What the task requires: Write the line that includes "of the bokeh" and all subsequent lines, exactly as written, and nothing more.

● ● ●

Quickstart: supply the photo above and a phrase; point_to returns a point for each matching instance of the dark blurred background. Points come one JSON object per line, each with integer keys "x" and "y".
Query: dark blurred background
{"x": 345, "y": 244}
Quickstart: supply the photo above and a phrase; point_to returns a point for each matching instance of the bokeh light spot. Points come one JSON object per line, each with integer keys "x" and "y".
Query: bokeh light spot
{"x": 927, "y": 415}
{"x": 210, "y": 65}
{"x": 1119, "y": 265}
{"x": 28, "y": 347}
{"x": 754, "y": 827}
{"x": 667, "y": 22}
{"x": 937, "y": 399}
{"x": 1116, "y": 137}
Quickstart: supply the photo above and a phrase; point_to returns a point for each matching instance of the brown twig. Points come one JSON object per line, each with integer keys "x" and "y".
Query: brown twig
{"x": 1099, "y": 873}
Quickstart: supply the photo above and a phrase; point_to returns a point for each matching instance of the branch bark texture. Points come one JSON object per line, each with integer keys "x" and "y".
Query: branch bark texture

● ● ●

Task response:
Quickstart: supply the photo above and a phrase; point_to returns a point for each matching instance of the bokeh light spot. Points come one JSON object per line, each with integer keys "x" and "y".
Query: bokeh light spot
{"x": 927, "y": 415}
{"x": 210, "y": 65}
{"x": 1119, "y": 265}
{"x": 28, "y": 347}
{"x": 754, "y": 827}
{"x": 667, "y": 22}
{"x": 937, "y": 399}
{"x": 1116, "y": 137}
Quickstart: supply the photo above and a phrase; point_to returns a point for each matching instance of the brown twig. Points come one JSON object per line, each with integer keys "x" and "y".
Query: brown twig
{"x": 1099, "y": 873}
Quickstart: supply the photo above and a phrase; point_to returns a point for each matching instance of the branch bark texture. Points come one JSON object per line, each with integer keys "x" and "y".
Query: branch bark texture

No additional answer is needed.